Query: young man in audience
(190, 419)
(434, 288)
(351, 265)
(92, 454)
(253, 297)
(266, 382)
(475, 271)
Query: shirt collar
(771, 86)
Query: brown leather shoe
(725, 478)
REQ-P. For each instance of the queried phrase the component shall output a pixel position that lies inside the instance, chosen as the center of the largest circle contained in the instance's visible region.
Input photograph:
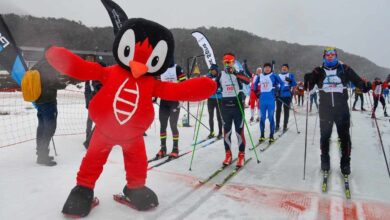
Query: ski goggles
(228, 59)
(330, 53)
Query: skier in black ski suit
(170, 110)
(332, 79)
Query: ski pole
(54, 147)
(315, 128)
(381, 142)
(196, 136)
(380, 139)
(192, 116)
(243, 117)
(295, 118)
(307, 119)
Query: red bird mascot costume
(123, 108)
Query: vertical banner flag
(10, 57)
(205, 45)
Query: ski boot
(271, 139)
(228, 158)
(211, 135)
(141, 199)
(46, 161)
(80, 202)
(240, 159)
(175, 153)
(345, 166)
(162, 153)
(261, 139)
(325, 163)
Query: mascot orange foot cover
(123, 108)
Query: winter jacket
(50, 82)
(332, 83)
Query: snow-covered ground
(272, 189)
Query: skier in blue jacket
(268, 82)
(283, 96)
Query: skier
(214, 104)
(230, 82)
(332, 79)
(170, 110)
(253, 100)
(284, 96)
(268, 82)
(313, 98)
(377, 88)
(386, 92)
(358, 94)
(47, 111)
(301, 92)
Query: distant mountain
(40, 32)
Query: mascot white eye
(158, 56)
(126, 47)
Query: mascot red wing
(123, 108)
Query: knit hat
(214, 67)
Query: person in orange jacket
(377, 92)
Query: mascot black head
(140, 46)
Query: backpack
(31, 86)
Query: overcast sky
(357, 26)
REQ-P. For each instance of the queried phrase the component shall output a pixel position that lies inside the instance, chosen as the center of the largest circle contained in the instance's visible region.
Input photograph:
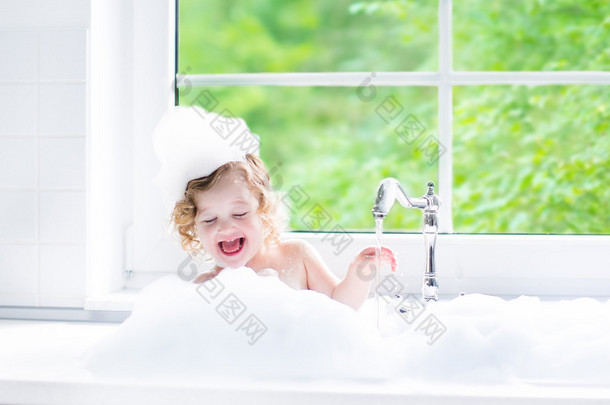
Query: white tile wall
(17, 216)
(61, 273)
(62, 162)
(62, 109)
(18, 162)
(18, 104)
(20, 49)
(61, 216)
(21, 260)
(60, 54)
(42, 164)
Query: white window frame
(507, 265)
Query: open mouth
(231, 247)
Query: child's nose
(225, 225)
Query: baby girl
(229, 211)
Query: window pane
(531, 35)
(532, 159)
(231, 36)
(328, 148)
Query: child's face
(228, 225)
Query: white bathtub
(39, 364)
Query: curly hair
(257, 178)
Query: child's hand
(365, 262)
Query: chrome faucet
(391, 190)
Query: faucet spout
(390, 190)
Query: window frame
(444, 79)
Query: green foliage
(527, 159)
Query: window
(345, 93)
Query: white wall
(43, 136)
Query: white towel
(191, 142)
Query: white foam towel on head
(191, 142)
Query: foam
(174, 333)
(191, 142)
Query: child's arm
(354, 288)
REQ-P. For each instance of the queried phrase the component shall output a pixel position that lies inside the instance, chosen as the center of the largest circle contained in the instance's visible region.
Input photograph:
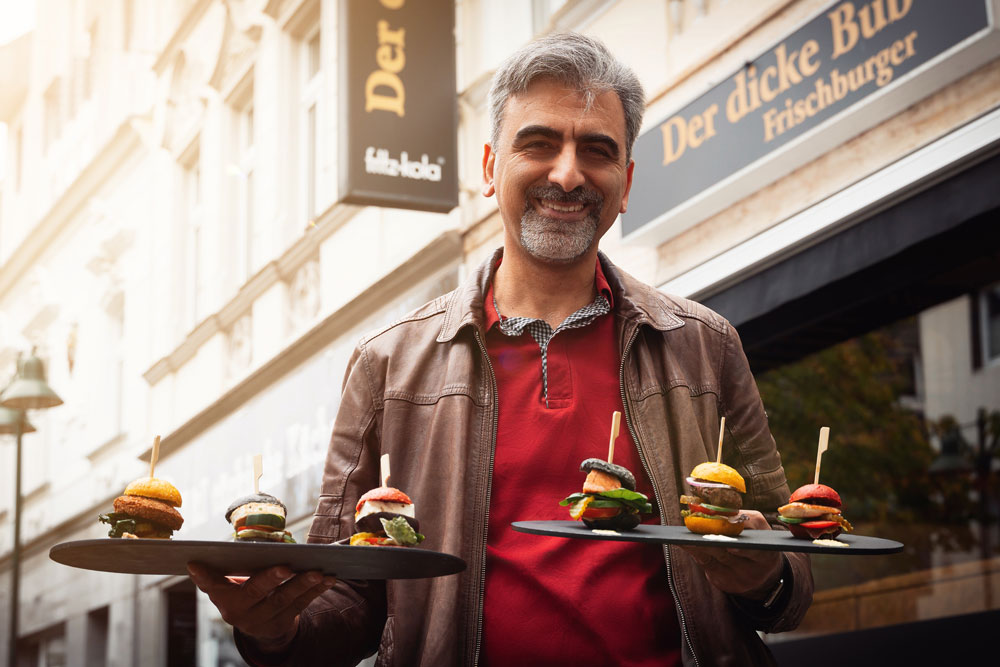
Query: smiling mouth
(562, 207)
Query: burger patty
(730, 498)
(149, 509)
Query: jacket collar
(633, 300)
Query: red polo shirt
(549, 600)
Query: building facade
(176, 244)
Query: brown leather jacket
(423, 391)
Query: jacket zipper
(489, 489)
(656, 490)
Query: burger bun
(816, 492)
(711, 471)
(158, 489)
(706, 526)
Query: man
(487, 399)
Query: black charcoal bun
(626, 478)
(254, 498)
(371, 523)
(623, 521)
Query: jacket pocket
(384, 656)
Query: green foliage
(879, 451)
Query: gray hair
(577, 61)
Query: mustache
(578, 195)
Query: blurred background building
(180, 243)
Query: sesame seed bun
(152, 510)
(721, 473)
(159, 489)
(703, 526)
(261, 498)
(386, 494)
(623, 474)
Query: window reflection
(913, 452)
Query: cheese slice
(376, 506)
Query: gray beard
(554, 240)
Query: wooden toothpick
(824, 438)
(385, 469)
(722, 432)
(155, 455)
(616, 421)
(258, 470)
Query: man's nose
(565, 171)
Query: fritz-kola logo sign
(377, 161)
(399, 141)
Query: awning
(934, 246)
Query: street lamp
(27, 391)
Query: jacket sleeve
(756, 458)
(344, 625)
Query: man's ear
(488, 158)
(628, 185)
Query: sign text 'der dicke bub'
(399, 139)
(849, 51)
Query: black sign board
(849, 53)
(398, 104)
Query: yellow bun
(719, 472)
(703, 526)
(151, 487)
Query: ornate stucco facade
(173, 243)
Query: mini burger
(145, 510)
(609, 500)
(385, 517)
(259, 517)
(814, 512)
(715, 500)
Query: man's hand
(745, 572)
(265, 606)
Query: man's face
(559, 171)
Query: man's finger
(286, 594)
(260, 585)
(295, 607)
(755, 520)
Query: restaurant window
(43, 649)
(182, 625)
(92, 62)
(97, 638)
(53, 114)
(311, 86)
(913, 452)
(989, 318)
(193, 285)
(241, 180)
(17, 158)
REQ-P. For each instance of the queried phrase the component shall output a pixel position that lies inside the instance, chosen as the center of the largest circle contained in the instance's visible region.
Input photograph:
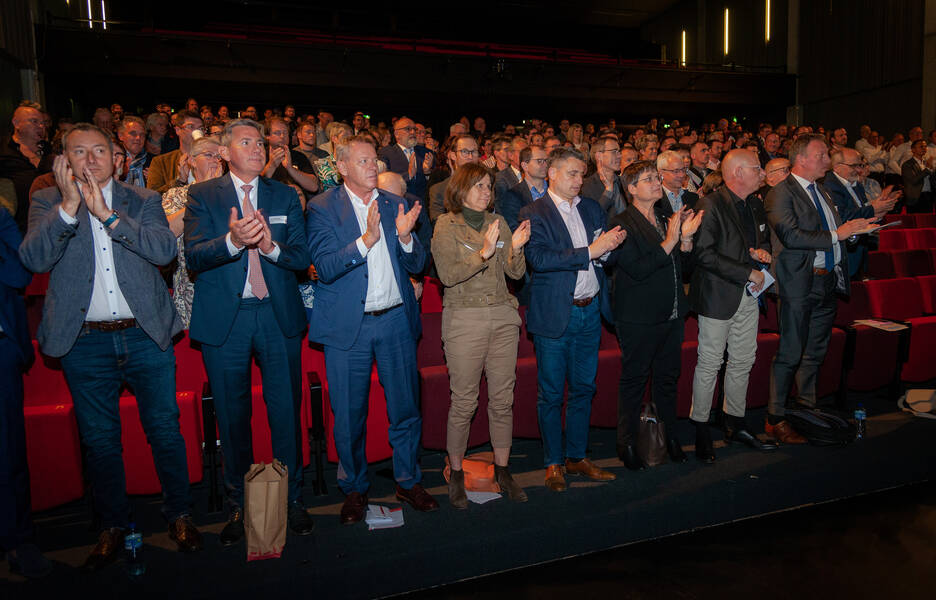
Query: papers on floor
(884, 325)
(382, 517)
(768, 281)
(482, 497)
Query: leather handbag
(651, 437)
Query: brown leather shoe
(354, 508)
(184, 533)
(418, 498)
(589, 469)
(555, 480)
(110, 543)
(784, 433)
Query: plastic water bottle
(133, 545)
(860, 422)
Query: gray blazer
(142, 241)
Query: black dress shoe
(674, 449)
(233, 532)
(630, 458)
(705, 450)
(298, 519)
(743, 436)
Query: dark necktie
(829, 254)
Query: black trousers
(648, 353)
(805, 328)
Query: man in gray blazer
(108, 316)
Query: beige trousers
(480, 340)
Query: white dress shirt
(382, 289)
(819, 262)
(107, 301)
(586, 282)
(234, 250)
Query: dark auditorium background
(826, 61)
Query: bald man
(411, 160)
(24, 156)
(732, 246)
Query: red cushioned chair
(910, 263)
(881, 264)
(901, 299)
(893, 239)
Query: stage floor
(447, 546)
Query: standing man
(604, 186)
(172, 168)
(410, 160)
(732, 245)
(244, 238)
(568, 298)
(365, 310)
(109, 317)
(810, 267)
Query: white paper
(482, 497)
(768, 281)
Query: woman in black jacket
(649, 303)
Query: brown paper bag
(266, 494)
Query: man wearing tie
(245, 239)
(810, 267)
(407, 158)
(850, 200)
(108, 315)
(362, 246)
(568, 297)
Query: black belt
(382, 311)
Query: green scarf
(474, 218)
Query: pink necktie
(255, 274)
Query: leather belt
(382, 311)
(118, 325)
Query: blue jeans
(386, 339)
(96, 367)
(257, 333)
(572, 357)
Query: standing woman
(473, 249)
(649, 304)
(205, 162)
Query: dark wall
(861, 61)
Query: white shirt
(851, 189)
(819, 262)
(107, 301)
(234, 250)
(586, 283)
(382, 289)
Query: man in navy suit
(16, 355)
(245, 239)
(849, 196)
(568, 297)
(407, 158)
(363, 249)
(108, 315)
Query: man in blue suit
(849, 196)
(245, 238)
(108, 315)
(16, 355)
(363, 249)
(407, 158)
(568, 296)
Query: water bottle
(860, 422)
(133, 545)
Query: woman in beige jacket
(473, 250)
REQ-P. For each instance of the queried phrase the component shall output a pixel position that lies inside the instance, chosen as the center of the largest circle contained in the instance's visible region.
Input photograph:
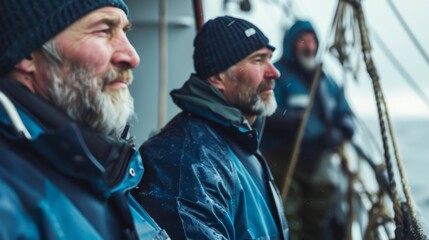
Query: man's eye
(104, 31)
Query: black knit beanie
(224, 41)
(25, 25)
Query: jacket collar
(76, 150)
(202, 99)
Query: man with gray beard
(314, 203)
(205, 177)
(66, 161)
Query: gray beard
(85, 99)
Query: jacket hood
(203, 99)
(291, 36)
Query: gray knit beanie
(27, 24)
(224, 41)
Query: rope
(382, 108)
(401, 170)
(372, 71)
(297, 145)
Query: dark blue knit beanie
(25, 25)
(224, 41)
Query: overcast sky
(401, 99)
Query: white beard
(85, 99)
(266, 108)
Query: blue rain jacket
(205, 178)
(330, 120)
(66, 182)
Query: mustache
(265, 85)
(117, 75)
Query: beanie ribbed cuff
(28, 24)
(224, 41)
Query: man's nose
(271, 72)
(125, 55)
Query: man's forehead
(306, 34)
(112, 14)
(263, 51)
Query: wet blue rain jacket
(205, 178)
(66, 182)
(330, 120)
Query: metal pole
(199, 14)
(163, 63)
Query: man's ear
(26, 65)
(217, 81)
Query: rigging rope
(383, 116)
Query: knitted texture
(27, 24)
(224, 41)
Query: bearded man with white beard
(66, 161)
(205, 177)
(313, 204)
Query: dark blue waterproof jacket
(205, 178)
(330, 120)
(65, 181)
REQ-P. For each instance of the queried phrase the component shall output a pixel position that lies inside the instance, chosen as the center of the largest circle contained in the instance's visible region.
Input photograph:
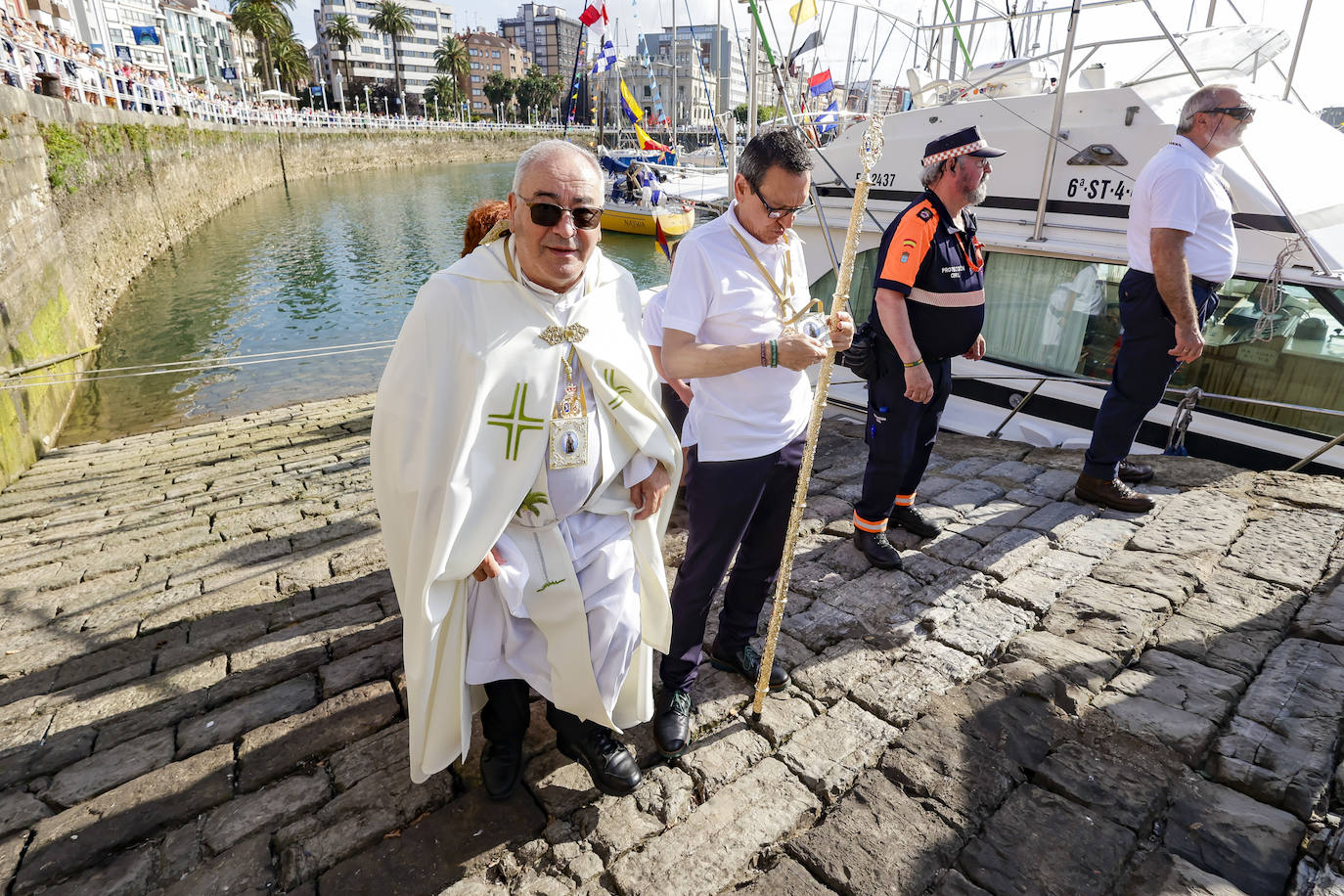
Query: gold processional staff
(869, 156)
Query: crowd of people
(46, 61)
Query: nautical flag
(811, 42)
(594, 17)
(629, 107)
(802, 11)
(661, 237)
(605, 60)
(648, 143)
(827, 119)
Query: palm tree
(343, 31)
(266, 22)
(450, 58)
(499, 90)
(394, 21)
(444, 89)
(291, 58)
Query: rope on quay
(198, 364)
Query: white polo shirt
(718, 295)
(1182, 188)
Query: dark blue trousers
(901, 434)
(730, 504)
(1142, 368)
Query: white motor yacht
(1271, 384)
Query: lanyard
(786, 312)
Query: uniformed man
(930, 302)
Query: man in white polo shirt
(1182, 248)
(733, 306)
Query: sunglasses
(1239, 113)
(776, 212)
(550, 215)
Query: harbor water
(323, 266)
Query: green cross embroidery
(609, 375)
(515, 422)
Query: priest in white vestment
(520, 461)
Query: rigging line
(295, 352)
(207, 366)
(1085, 381)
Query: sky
(1316, 78)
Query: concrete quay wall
(89, 197)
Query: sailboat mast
(1053, 125)
(675, 104)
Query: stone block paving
(202, 692)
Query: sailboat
(1269, 389)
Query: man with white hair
(520, 460)
(1182, 248)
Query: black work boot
(880, 553)
(746, 662)
(502, 767)
(1111, 493)
(912, 520)
(607, 762)
(672, 723)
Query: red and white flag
(594, 17)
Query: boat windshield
(1062, 317)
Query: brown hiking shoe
(1133, 471)
(1111, 493)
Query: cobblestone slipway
(201, 692)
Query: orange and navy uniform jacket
(941, 272)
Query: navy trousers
(901, 434)
(506, 715)
(1142, 368)
(730, 504)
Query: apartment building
(371, 58)
(488, 54)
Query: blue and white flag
(605, 60)
(827, 119)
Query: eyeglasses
(1239, 113)
(776, 212)
(550, 215)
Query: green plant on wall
(67, 156)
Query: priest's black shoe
(672, 723)
(607, 762)
(746, 662)
(877, 550)
(502, 767)
(912, 520)
(1133, 473)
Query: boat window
(1063, 317)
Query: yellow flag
(802, 11)
(633, 111)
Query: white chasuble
(459, 456)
━━━━━━━━━━
ABOUT THIS EXERCISE
Nothing but the lines from the line with "Query: navy trousers" to the last line of the listing above should appear; please retype them exactly, both ends included.

RESPONSE AREA
Query: navy trousers
(901, 434)
(506, 715)
(1142, 368)
(730, 504)
Query: apartment building
(371, 58)
(488, 54)
Query: blue and white flag
(605, 60)
(827, 119)
Query: eyeglasses
(1239, 113)
(776, 212)
(550, 215)
Query: green plant on wall
(67, 156)
Query: priest's black shoe
(672, 723)
(607, 762)
(746, 662)
(877, 550)
(502, 767)
(912, 520)
(1133, 473)
Query: boat window
(1063, 317)
Query: yellow flag
(802, 11)
(633, 111)
Query: white chasuble
(459, 456)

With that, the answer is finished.